**TASK GOAL:**
The reply must repeat each entry exactly and contain no pictures.

**DATASET EXCERPTS:**
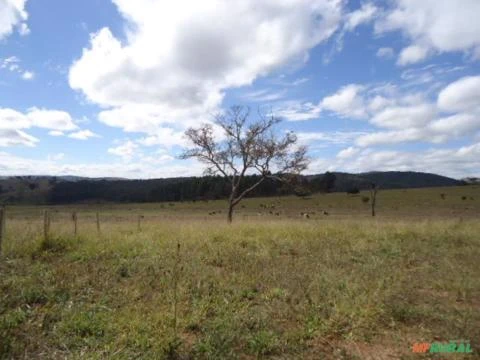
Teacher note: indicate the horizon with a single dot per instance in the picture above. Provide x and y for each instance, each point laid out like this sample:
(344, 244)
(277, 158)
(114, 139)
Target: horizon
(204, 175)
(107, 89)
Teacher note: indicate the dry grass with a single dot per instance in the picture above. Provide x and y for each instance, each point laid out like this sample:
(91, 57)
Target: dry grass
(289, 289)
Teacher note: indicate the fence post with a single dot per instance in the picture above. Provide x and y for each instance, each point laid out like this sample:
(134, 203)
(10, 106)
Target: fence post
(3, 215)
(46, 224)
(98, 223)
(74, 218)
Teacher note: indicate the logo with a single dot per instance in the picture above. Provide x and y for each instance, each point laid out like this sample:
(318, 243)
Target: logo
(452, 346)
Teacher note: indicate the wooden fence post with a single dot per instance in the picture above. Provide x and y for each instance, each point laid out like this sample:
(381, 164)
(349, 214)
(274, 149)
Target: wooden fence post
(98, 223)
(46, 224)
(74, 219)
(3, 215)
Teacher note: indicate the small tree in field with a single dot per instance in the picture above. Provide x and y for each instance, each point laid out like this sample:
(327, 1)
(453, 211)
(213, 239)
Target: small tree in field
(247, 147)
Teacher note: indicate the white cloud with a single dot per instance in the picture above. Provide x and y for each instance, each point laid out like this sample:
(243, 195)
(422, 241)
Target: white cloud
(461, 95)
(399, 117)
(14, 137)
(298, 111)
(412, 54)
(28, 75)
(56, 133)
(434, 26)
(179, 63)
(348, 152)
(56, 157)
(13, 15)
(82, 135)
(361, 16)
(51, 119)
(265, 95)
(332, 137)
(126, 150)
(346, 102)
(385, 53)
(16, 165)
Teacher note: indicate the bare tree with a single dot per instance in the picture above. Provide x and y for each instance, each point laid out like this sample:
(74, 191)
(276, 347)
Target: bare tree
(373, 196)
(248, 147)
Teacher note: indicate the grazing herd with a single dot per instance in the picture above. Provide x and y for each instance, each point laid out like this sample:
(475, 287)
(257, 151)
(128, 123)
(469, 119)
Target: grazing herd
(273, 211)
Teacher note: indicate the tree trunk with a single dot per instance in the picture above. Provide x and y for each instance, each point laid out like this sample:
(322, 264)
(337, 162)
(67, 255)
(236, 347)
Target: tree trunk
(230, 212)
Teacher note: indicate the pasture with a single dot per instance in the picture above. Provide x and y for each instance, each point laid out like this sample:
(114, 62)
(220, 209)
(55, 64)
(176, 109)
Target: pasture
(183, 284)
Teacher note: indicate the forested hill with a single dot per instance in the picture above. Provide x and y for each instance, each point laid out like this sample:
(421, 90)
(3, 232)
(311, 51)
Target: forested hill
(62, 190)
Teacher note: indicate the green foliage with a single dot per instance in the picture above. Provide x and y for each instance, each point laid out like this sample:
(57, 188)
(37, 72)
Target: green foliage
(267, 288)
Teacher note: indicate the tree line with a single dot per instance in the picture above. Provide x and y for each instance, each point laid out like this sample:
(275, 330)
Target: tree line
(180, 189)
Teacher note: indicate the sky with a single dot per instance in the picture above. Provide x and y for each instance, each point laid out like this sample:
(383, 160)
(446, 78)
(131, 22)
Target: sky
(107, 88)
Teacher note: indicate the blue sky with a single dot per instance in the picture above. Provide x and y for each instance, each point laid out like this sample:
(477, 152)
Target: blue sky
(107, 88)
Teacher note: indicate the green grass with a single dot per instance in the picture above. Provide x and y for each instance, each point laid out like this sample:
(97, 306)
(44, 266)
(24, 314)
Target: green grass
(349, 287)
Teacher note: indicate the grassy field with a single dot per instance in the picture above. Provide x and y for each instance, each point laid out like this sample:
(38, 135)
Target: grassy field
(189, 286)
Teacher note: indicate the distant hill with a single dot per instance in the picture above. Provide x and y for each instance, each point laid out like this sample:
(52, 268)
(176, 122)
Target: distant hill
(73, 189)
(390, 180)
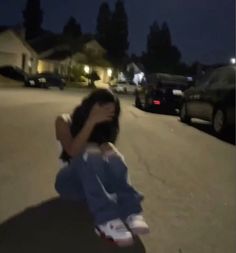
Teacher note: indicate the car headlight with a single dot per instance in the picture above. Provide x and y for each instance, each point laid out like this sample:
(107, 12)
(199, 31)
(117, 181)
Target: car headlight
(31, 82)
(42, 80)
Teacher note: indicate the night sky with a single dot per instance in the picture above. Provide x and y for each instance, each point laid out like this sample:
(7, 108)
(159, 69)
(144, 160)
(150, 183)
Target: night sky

**ANSWER FOR THE TASK:**
Teacher note: indicate the horizon with a single dot per instance in the picture above. Provide x and y for each instance, each point laid out like this sample:
(344, 244)
(277, 158)
(114, 139)
Target: horizon
(204, 175)
(107, 89)
Teacher note: indicate the dry grass with a single dot per instance in the picture above. Provide x and y for each instance, each point laid out like this sample:
(91, 57)
Target: dry grass
(289, 289)
Teacher note: indicate the fence post with a single dot per instance in the picture above. Provide x and y for each instance, each point laid out like this sample:
(134, 203)
(10, 106)
Target: fence post
(3, 215)
(46, 224)
(98, 223)
(74, 218)
Teacher note: indicate the logo with a single dot per instance in the picture above. Provide x and y for each instance, each point laid out like this sample:
(318, 243)
Target: logo
(452, 346)
Teacher note: indicate the wooden fence post with a single dot per instance in the picture above. Provide x and y for each instance, each point laid out like this sample:
(381, 164)
(349, 214)
(274, 149)
Target: wooden fence post
(98, 223)
(46, 224)
(74, 219)
(3, 215)
Teacher note: indicate the small tree in field with a single dot per instance in the picture above. Provide x and y for each instance, each point laid out like this sample:
(327, 1)
(453, 211)
(213, 239)
Target: small tree in field
(247, 147)
Teacher note: indicate the white cloud with a single dot per instance in the picture above. Provide x and y for each instance, each point laid out like this sample:
(243, 195)
(422, 241)
Target: white cloud
(461, 95)
(399, 117)
(14, 137)
(298, 111)
(412, 54)
(28, 75)
(56, 133)
(434, 26)
(179, 63)
(348, 152)
(56, 157)
(13, 15)
(82, 135)
(361, 16)
(51, 119)
(265, 95)
(332, 137)
(126, 150)
(346, 102)
(385, 53)
(16, 165)
Teacher note: indicate the bare tree with a single dot per instance in the picture above. Provide x and y for each instance, each point laid out like this sample:
(74, 191)
(276, 347)
Target: bare tree
(373, 196)
(248, 147)
Teacher note: indicate the grazing herd with a single dot per instance in the picture above. Provide x and y for each instance, each point laid out like this sample:
(475, 287)
(257, 151)
(128, 123)
(469, 119)
Target: grazing herd
(273, 211)
Teacher note: indicate the tree trunk with a single dot per instance in the picture above. Provide x and y for each instance, each point laid out like this sample:
(322, 264)
(337, 162)
(67, 255)
(236, 347)
Target: tree trunk
(230, 212)
Teacher note: indicate the pasture with a single dot per instance in the picture above. Provide x and y for each instance, each point laid out like this sample:
(114, 62)
(220, 209)
(55, 64)
(176, 109)
Target: pasture
(183, 284)
Teacher note: indicate the forested hill with a single dot per instance in the picture above. Provide x and y for each instance, each point laid out like this sample:
(421, 90)
(3, 232)
(311, 51)
Target: forested hill
(62, 190)
Teacher note: indicate the green foliage with a single dot per instance in the picture above. Provide x and y for each instance, each point laid out like this sample:
(57, 188)
(37, 72)
Target: green foliage
(267, 288)
Teacher note: indicate the tree line with a single dot per instance in the picture above. Provide x and y for each instance, each point laid out like this sample:
(275, 330)
Target: tree line
(180, 189)
Teacher note: indicate the sky with a single dot per instance in the picture above. Provide x and y for each instance, each point laid out like this sample:
(383, 160)
(446, 78)
(131, 22)
Target: sky
(107, 88)
Teacher note: indicate the blue sky with a single dot per instance in the picture above. Provide x and y for each instance, each point laid out like this sample:
(477, 152)
Target: blue sky
(107, 88)
Teacher note: indicate the green grass with a single dot per instance in the picture above. Provide x and y for each instance, each point laid out like this sample:
(97, 306)
(44, 266)
(24, 314)
Target: green grass
(349, 287)
Teacher note: indicate the grassy field with a single dot per instance in the picture above. Provide x and y for each instance, each point laid out like this sample:
(38, 135)
Target: grassy field
(189, 286)
Teacher note: indicate the distant hill with a single dot per instance in the picture above. Provide x and y for each instance, each point laid out like this sample:
(52, 268)
(176, 122)
Target: distant hill
(73, 189)
(390, 180)
Teacher note: indicate the car headlight with a single dot per instance in the picture above. Provide x and y for each instance, each point laid out like this sample:
(107, 12)
(199, 31)
(117, 181)
Target: car headlight
(31, 82)
(42, 80)
Teacher note: indicate the night sky with a single dot per instance in the picture above. Provide x and y for each instance, each point laid out like this sample:
(7, 108)
(159, 69)
(144, 160)
(150, 183)
Target: night sky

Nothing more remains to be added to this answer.